[[ Excerpted data open ]]
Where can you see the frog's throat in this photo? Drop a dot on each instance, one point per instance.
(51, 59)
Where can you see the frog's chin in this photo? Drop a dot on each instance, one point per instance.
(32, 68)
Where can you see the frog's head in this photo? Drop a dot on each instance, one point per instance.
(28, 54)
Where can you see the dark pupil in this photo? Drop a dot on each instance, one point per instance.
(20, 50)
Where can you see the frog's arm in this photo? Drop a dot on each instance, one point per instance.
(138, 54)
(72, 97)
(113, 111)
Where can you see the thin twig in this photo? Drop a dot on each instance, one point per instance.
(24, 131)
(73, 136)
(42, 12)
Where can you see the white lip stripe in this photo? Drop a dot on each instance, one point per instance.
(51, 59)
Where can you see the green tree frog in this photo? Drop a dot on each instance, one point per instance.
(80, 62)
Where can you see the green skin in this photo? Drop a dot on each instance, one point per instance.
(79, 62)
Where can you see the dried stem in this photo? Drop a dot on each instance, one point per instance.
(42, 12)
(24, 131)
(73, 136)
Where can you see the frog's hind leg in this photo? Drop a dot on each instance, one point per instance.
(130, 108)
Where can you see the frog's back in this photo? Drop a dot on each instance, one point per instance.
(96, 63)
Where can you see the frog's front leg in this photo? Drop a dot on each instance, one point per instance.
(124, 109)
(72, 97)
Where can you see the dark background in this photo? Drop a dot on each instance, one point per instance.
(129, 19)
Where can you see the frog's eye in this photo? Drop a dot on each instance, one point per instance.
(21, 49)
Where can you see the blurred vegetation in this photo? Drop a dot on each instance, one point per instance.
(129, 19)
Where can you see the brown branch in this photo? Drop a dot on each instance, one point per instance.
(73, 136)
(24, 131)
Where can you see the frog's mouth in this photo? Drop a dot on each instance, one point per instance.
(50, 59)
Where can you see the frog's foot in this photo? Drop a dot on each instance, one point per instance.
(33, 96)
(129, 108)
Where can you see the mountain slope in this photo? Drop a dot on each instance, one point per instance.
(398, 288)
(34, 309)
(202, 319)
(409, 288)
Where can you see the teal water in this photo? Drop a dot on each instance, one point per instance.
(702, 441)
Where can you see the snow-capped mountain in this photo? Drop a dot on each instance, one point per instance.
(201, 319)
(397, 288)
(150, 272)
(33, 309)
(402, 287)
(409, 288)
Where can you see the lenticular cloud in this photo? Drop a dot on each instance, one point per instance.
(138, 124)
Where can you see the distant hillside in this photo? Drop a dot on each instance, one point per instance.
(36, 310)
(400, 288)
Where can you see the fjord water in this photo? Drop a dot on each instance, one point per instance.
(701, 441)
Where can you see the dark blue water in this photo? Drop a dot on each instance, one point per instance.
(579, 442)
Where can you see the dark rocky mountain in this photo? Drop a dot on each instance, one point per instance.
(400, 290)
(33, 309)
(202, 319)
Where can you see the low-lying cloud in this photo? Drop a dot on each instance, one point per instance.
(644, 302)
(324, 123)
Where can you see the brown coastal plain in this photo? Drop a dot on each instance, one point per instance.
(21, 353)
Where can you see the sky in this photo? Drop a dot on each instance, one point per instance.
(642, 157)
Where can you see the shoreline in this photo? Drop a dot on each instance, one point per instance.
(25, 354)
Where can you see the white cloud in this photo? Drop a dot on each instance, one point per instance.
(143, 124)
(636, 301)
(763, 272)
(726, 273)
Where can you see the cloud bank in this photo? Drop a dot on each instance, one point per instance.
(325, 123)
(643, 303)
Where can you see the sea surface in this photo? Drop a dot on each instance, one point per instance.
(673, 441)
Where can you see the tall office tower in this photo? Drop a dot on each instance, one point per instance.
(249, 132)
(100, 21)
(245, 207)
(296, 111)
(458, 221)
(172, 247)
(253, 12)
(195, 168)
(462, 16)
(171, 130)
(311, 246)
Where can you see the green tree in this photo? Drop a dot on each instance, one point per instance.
[[ Excerpted data closed ]]
The answer must be the data above, repeated exactly as it stands.

Where can you see the frog's throat in this photo? Drop a dot on each instance, one point per instance.
(51, 59)
Where can you see the frog's chin in this photo? Drop a dot on each instance, one point per instance.
(32, 68)
Where can you see the frog's head in this photo? Drop a dot on each instance, one point per instance.
(28, 54)
Where can you see the dark pupil in this photo? Drop a dot on each instance, one point per instance.
(20, 50)
Where can you see the frog's arm in this photo? Drop a dot on each instance, one point per instance.
(138, 54)
(72, 97)
(113, 111)
Where can you see the thin twig in this photo? Drop a dot on each instance, one point per instance.
(24, 131)
(73, 136)
(42, 12)
Where can you see the white lip stripe in this photo? Drop a dot on each instance, one point per instance.
(51, 59)
Where can you see the green tree frog in this photo? Drop a dot on each instance, one point per instance.
(80, 62)
Where can you see the green skin in this photo? Drop a dot on each instance, one point per instance.
(79, 62)
Where can you see the dried stem in this photo? Drop a dot on each instance, one point per instance.
(42, 12)
(24, 131)
(73, 136)
Where can you see the frog's hind leg in this photo? Drop a dot on each instance, one point per instance.
(130, 108)
Where can you see the frog's back in this photo? Drop a dot on each instance, one point per instance.
(96, 63)
Where can you see the frog's front leg in this photo? Drop a dot on each instance, one point per instance.
(124, 109)
(72, 97)
Where can you see the dark background in this photo? Drop a dot on each instance, one point per instance.
(129, 19)
Where can you see the frog's eye in this photo? Drop a dot on each instance, one point per instance.
(21, 49)
Where can you see the blurred vegetation in this photo? Drop a dot on each instance, one point per instance.
(129, 19)
Where can you see the brown branch in this photo? Drop a dot on each instance, one point per instance.
(73, 136)
(24, 131)
Where can you see the frog's mouth in this photo? Drop a dot on each instance, one point per instance.
(50, 59)
Where can you see the frog's foot in this photo? Drop a dot on each instance, one point per instance.
(33, 96)
(129, 108)
Where can you see the mountain slope in this photo? Drop a dot on each instance, one point per instance.
(398, 288)
(34, 309)
(202, 319)
(409, 288)
Where can you see the teal water in this photo? Drop a dot on each instance, one point per instance.
(702, 441)
Where can you see the snow-capped mountain in this photo? Drop a dot on each instance, one point per instance.
(201, 319)
(397, 288)
(150, 272)
(33, 309)
(402, 287)
(409, 288)
Where can you see the lenticular cloud in this photo? Drop a dot on each instance, one point per instance.
(138, 124)
Where can you see the distant hillside in this photo? Drop a dot on each instance, one point per instance.
(36, 310)
(400, 288)
Where can you see the fjord water in this photo? Drop a dot on each instance, one point per instance.
(701, 441)
Where can you see the dark blue water in this photo? Drop a dot on each instance, one point per instance.
(579, 442)
Where can you see the dark rocky mountain in this photo? Drop a dot on each instance, one point per instance.
(400, 290)
(33, 309)
(202, 319)
Where can you see the low-lying cloud in this photo? Drop a dot on each instance, one point per instance.
(644, 302)
(324, 123)
Where can you see the brown coastal plain in this photo? Drop a dot on each instance, one point per instance.
(21, 353)
Where can you see the sky in this photo? Drop a dot on each instance, one point per instance.
(642, 157)
Where can you see the shoreline in this photo? Drop a dot on each instance, one point per instance.
(25, 354)
Where can you see the white cloud in this photo? Drop a dot on each instance, one point per instance.
(143, 124)
(636, 301)
(763, 272)
(726, 273)
Where can you see the cloud bank in this photo? Drop a dot on each instance, one point per instance.
(325, 123)
(643, 303)
Where can you see the sea surface in this photo? Drop a dot on each instance, one point per instance.
(673, 441)
Where can you see the tall office tower in this photo? Drop a dot on each instance, one point per instance.
(249, 132)
(100, 21)
(245, 207)
(296, 111)
(458, 221)
(172, 247)
(253, 12)
(195, 168)
(462, 16)
(171, 130)
(311, 246)
Where can you see the green tree in this photo? Drop a dot on each instance, one point per instance.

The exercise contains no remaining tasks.